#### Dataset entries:
--------------------

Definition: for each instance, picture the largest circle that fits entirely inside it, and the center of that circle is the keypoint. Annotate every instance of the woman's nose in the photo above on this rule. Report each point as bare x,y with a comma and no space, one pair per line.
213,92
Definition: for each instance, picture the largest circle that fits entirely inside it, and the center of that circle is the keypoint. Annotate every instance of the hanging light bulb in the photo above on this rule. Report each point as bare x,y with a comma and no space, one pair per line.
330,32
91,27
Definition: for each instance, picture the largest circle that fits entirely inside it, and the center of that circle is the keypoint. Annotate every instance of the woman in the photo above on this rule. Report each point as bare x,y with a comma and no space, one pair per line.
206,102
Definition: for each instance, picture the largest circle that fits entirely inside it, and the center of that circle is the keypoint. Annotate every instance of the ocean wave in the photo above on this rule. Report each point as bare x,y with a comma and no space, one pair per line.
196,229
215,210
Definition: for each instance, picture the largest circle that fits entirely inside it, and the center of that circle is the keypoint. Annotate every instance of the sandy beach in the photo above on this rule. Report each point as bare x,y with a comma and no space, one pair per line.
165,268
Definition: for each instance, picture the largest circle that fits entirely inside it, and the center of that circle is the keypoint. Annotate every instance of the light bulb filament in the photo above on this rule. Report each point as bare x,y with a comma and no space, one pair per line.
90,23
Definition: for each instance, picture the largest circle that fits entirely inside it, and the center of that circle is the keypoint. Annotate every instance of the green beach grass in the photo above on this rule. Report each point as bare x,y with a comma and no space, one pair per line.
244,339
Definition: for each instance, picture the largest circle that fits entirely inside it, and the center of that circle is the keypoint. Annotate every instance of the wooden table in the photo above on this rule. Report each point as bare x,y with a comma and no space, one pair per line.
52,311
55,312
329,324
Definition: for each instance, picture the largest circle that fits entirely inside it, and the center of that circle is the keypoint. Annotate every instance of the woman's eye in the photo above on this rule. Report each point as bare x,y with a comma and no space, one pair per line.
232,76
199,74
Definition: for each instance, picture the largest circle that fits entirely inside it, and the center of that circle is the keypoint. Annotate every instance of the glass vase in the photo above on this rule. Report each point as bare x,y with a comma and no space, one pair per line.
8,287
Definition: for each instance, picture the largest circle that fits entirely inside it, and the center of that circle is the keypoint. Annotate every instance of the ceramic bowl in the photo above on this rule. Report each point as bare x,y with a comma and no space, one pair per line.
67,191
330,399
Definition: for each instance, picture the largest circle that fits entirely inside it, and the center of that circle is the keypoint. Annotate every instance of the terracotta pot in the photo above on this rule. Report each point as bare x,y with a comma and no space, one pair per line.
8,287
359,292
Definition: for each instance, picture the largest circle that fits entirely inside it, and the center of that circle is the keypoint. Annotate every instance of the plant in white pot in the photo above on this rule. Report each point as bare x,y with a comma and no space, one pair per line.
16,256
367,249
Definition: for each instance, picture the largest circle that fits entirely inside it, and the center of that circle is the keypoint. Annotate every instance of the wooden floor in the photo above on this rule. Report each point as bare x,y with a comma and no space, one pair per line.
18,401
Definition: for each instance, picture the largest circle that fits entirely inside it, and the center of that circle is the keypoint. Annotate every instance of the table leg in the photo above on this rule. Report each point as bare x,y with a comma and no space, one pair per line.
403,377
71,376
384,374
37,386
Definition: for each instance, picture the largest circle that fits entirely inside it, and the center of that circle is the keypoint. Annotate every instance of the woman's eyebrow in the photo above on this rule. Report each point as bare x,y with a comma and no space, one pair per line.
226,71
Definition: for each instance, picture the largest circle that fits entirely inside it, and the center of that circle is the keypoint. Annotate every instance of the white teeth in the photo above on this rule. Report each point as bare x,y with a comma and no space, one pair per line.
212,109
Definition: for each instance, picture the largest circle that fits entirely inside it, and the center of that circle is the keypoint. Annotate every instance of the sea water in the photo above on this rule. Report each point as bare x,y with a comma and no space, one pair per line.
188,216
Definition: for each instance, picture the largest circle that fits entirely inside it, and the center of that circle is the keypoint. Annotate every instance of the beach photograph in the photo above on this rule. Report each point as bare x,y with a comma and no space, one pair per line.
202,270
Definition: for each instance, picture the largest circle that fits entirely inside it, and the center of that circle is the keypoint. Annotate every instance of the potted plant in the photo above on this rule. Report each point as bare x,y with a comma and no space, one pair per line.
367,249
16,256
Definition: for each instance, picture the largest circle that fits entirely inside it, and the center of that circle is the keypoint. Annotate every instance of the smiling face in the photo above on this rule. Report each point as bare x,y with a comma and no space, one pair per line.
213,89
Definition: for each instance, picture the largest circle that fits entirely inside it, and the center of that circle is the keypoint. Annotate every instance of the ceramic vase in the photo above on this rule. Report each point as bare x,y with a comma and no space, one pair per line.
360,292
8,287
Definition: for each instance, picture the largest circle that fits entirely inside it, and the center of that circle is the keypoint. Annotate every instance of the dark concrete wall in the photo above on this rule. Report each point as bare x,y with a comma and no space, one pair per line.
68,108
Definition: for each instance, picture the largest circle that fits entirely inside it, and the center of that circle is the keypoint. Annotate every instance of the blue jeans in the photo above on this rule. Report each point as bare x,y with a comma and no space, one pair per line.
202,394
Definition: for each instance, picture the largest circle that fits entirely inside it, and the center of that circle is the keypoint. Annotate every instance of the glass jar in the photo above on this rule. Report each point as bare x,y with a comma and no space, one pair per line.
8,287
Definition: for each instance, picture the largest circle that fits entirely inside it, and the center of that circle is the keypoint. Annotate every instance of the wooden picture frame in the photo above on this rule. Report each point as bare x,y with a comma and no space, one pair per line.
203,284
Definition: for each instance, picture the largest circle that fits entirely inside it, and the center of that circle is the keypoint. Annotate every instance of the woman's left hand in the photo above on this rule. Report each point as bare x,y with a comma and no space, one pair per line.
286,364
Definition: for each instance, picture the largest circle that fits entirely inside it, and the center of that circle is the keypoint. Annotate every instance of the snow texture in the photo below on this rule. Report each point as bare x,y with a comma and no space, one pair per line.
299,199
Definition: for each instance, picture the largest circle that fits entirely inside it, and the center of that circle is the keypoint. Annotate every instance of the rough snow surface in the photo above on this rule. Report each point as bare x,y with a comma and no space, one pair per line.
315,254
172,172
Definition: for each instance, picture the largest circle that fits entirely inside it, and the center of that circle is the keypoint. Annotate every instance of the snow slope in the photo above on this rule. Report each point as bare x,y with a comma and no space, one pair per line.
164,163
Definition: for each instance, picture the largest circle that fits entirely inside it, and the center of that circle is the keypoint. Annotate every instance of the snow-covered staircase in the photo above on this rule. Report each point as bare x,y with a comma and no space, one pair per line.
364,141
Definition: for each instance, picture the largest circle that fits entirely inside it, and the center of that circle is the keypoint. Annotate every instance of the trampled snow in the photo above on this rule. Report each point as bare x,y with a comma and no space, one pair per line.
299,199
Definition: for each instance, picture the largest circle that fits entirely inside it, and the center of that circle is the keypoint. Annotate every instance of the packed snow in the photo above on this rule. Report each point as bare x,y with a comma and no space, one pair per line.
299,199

--------------------

#### PROBLEM DESCRIPTION:
Exactly as they stand, repeat all the records.

#### ANSWER SPACE:
Definition: for each instance, picture the largest circle that fits entirely inside it, and the center of that circle is the keypoint. Annotate every instance of the woman's nose in the photo above on this rule. Report each point as bare x,y with a comma and no space, one pair per line.
213,92
Definition: for each instance, picture the largest circle that fits entirely inside it, and the center of that circle is the keypoint. Annotate every instance of the hanging light bulb in the photo above on this rule. Report each point as bare x,y with a comma and no space, one pair per line.
330,32
91,27
Definition: for each instance, picture the largest circle that fits entirely inside it, and the center of that circle is the keypoint. Annotate every instance of the woman in the photo above on this rule. Report each point as bare x,y with a comma and no space, one pair per line.
206,102
Definition: for each instance, picture the largest circle that fits entirely inside it, and the center of that circle is the keypoint. Annotate every instance of the ocean wave in the photo above on this rule. Report each point as bare x,y with a comma and no space, one pair per line.
196,229
215,210
Definition: for each instance, picture the largest circle that fits entirely inside it, and the center of that circle is the keypoint. Annotate every instance of the sandy beach in the photo above on this rule. Report each point as bare x,y with a comma and no space, one pair per line.
165,268
Definition: for each instance, picture the largest circle that fits entirely inside it, and the center of that circle is the keypoint. Annotate every instance of the light bulb filament in the photo above on this rule. Report each point as bare x,y with a comma and no space, one pair per line.
90,23
Definition: for each instance, picture the largest circle that fits entirely inside it, and the center of that circle is the keypoint. Annotate every instance of the green beach grass in the photo above on this rule. Report each point as bare x,y with a comma and no space, one pair per line.
244,339
Definition: for each instance, picture the largest circle that fits entirely inside it, and the center of that circle is the keypoint. Annotate every instance of the wooden table in the photo above on this rule. Report each point as bare x,y with a comma and no space, one pair per line.
52,311
55,312
329,324
Definition: for each instance, picture the largest circle that fits entirely inside it, and the center of that circle is the keypoint. Annotate every instance of the woman's eye in the photo above on this rule. Report each point as bare x,y with a comma and no space, one pair per line.
232,76
199,74
Definition: for each instance, picture the largest circle that fits entirely inside it, and the center of that circle is the keypoint. Annotate every instance of the glass vase in the photo above on this rule. Report each point as bare x,y with a comma and no space, one pair per line.
8,287
Definition: for each instance, picture the largest circle that fits entirely inside it, and the center of that circle is the keypoint. Annotate every instance of the ceramic bowl in the photo above on this rule. Report each point as bare x,y with a comma and no space, one pair per line.
67,191
330,399
Definition: for each instance, picture the largest circle that fits entirely inside it, and the center of that circle is the keypoint. Annotate every instance of the terracotta pot in the photo above on this rule. Report each point as bare x,y with a comma and no space, one pair per line.
8,287
359,292
Definition: for each instance, picture the largest circle that fits entirely inside it, and the center of that circle is the keypoint. Annotate every instance of the plant in white pot in the photo above on this rule. Report each point as bare x,y with a comma and no space, one pair per line.
16,256
367,249
Definition: for each instance, picture the largest circle that fits entirely inside it, and the center of that circle is the keypoint. Annotate every instance of the wooden floor in the photo above on this rule. Report each point as bare x,y with a comma and no space, one pair per line.
18,401
Definition: for each instance, picture the largest circle that fits entirely inside it, and the center of that circle is the keypoint. Annotate every instance of the table leg in the photo above on this rule. Report each point as bare x,y with a comma and no space, one pair per line.
403,377
71,376
384,374
37,386
Definition: for each instance, picture the largest circle that fits entirely inside it, and the center of that circle is the keypoint. Annotate every instance of the woman's eyebrow in the photo above on this rule. Report each point as bare x,y with a comma and no space, one pair per line.
226,71
Definition: for each instance, picture the largest circle that fits entirely inside it, and the center of that circle is the keypoint. Annotate every instance of the white teeth in the photo above on this rule. Report each point as bare x,y with a comma and no space, one pair per line.
212,109
Definition: for each instance, picture the largest circle that fits entirely inside it, and the center of that circle is the keypoint. Annotate every instance of the sea water in the photo above on this rule. Report each point as bare x,y with a comma and no space, one pair per line.
188,216
Definition: for each instance, picture the largest circle that fits entirely inside it, and the center of that circle is the keypoint. Annotate every instance of the beach photograph in the photo above on this rule. Report each point as bare x,y with a comma and no space, one pair per line.
202,270
Definition: for each instance, picture the largest circle that fits entirely inside it, and the center of that circle is the keypoint. Annotate every instance of the potted plant in the photo above on this rule. Report each point as bare x,y with a comma and no space, one pair per line.
367,249
16,256
Definition: for each instance, picture the largest circle that fits entirely inside it, and the center of that circle is the keypoint. Annotate every instance of the smiling face in the photo above on this rule. Report each point as bare x,y with a comma and no space, one pair per line.
213,89
Definition: for each instance, picture the largest circle that fits entirely inside it, and the center of that circle is the keypoint. Annotate every instance of the ceramic vase in the photo above on this rule. Report each point as bare x,y with a comma and no space, one pair per line.
360,292
8,287
Definition: for each instance, picture the largest circle that fits entirely inside it, and the center of that circle is the keypoint. Annotate every instance of the dark concrete wall in the photo above on this rule. Report each point as bare x,y with a comma and no space, one pair per line.
68,108
Definition: for each instance, picture the largest circle that fits entirely inside it, and the center of that circle is the keypoint. Annotate every instance of the blue jeans in the photo above on this rule. Report each point as bare x,y with a comma and no space, one pair per line.
202,394
Definition: for each instance, picture the largest circle that fits entirely inside it, and the center of that circle is the keypoint. Annotate every instance of the glass jar in the photo above on this rule. Report each point as bare x,y with a comma and no space, one pair per line.
8,287
Definition: for each instance, picture the largest circle that fits entirely inside it, and the center of that circle is the keypoint. Annotate every instance of the wooden picture frame in the photo above on this rule. Report each point as bare x,y with a comma and no space, one pair per line.
203,284
Definition: for each instance, picture the largest circle that fits entirely inside it, and the center of that circle is the keypoint. Annotate every instance of the woman's left hand in the photo above on this rule. Report each point as bare x,y with a comma and no space, one pair per line.
286,364
Definition: for each instance, picture the largest circle that fits entirely inside it, and the center of that circle is the keypoint. Annotate every instance of the snow texture in the photo below on this rule. Report each point as bare x,y with a comma and no space, one pair per line.
299,199
Definition: for each instance, picture the largest circle that fits entirely inside it, and the center of that circle is the keypoint. Annotate every instance of the rough snow surface in the photo above on this rule. Report each point as bare x,y with a comma and no space, one pair per line.
315,254
172,172
Definition: for each instance, picture the largest circle that fits entirely inside it, and the center of that circle is the keypoint. Annotate every instance of the snow slope in the photo above on this rule. Report each point as bare x,y with a comma and no space, one pair per line.
164,163
Definition: for each instance, picture the largest circle that fits entirely inside it, and the center of that circle is the keypoint. Annotate every instance of the snow-covered staircase in the photo above on this rule. Report each point as bare x,y with a comma and no space, one pair per line.
364,141
Definition: for each instance, picture the largest circle that fits entirely inside it, and the center of that circle is the keypoint. Annotate every instance of the trampled snow in the photo above on this rule. Report each point as bare x,y with a comma and no space, one pair per line.
299,199
Definition: for each instance, picture the largest circle that fits entirely inside it, and the center of that circle is the keypoint. Annotate every instance of the packed snow in the photo above on this rule. Report each point as bare x,y with a comma and no space, one pair per line.
299,199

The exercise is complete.